● **TEXT TO READ**:
September 23, 2018
Street Date 9/25/18;
Stars Edward Fox, Michael Lonsdale, Delphine Seyrig.
When Fred Zinnemann agreed to direct The Day of the Jackal practically on the spot in 1972, he hadn’t made a movie since A Man for All Seasons took home a half-dozen of the ’66 Oscars, including one for best picture. Part of this was due to MGM chief James Aubrey (aka “The Smiling Cobra”) canceling the proposed late-’60s screen version of Man’s Fate days before Zinnemann was ready to roll cameras, apparently operating on the studio’s then guiding premise that what the culture and exhibitors (not always the same) really needed was a fresh influx of George Kennedy movies.
Even at the time I felt the time-gap loss because Zinnemann remains one of those filmmakers I always go to (like, say, Carl Dreyer in a different cinematic universe) when I feel like jettisoning all nonsense and simply watch a movie made by someone who really knew where and how the big kids played. I remember coming out of Jackal back in ’73 with my late friend Burt, a seen-them-all expert who tolerated no movie fools and knew more about world cinema than anyone in my personal experience (as well as music, including classical, baseball and college basketball). He turned to me and said, “Now, that was a pro job.”

● **STATED PROBLEM A**: Translate this sentence from the review of The Day of the Jackal above into Spanish: "He turned to me and said, “Now, that was a pro job.”"
● **STATED PROBLEM B**: According to the review of The Day of the Jackal above, what was MGM chief James Aubrey's nickname?

● **SUPPLIED ENTRIES**:
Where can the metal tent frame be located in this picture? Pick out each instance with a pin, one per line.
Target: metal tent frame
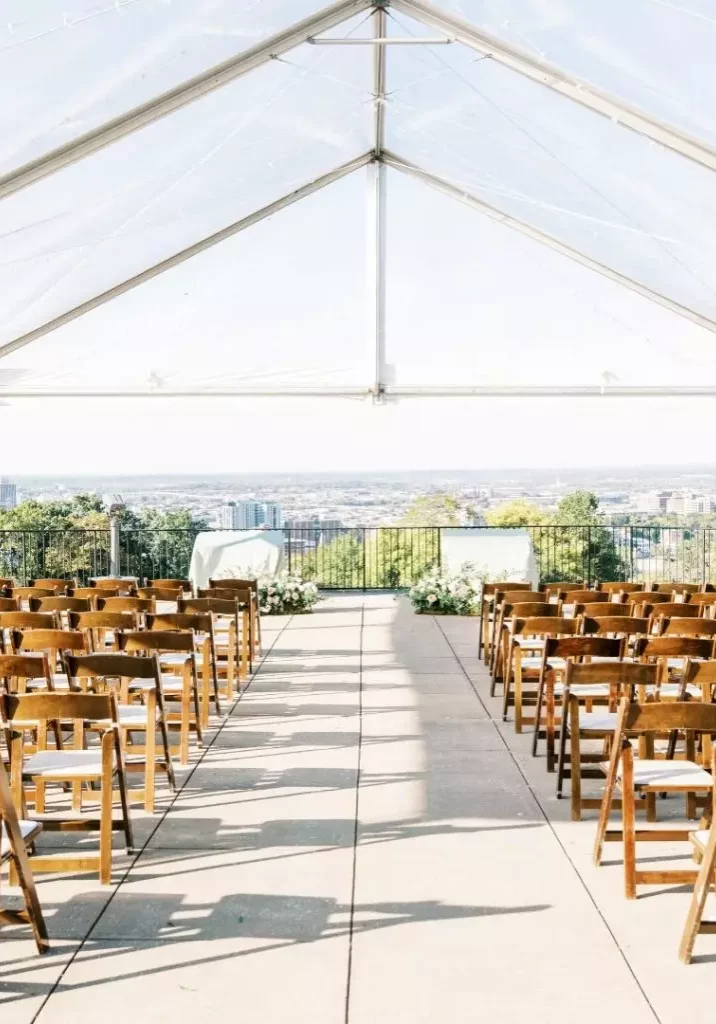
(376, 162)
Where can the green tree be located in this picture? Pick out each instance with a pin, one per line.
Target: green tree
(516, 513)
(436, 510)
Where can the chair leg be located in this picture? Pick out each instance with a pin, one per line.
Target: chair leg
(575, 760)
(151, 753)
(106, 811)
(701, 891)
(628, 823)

● **RESPONSE A**: Se volvió hacia mí y dijo: «Eso sí que fue un trabajo profesional».

● **RESPONSE B**: "The Smiling Cobra."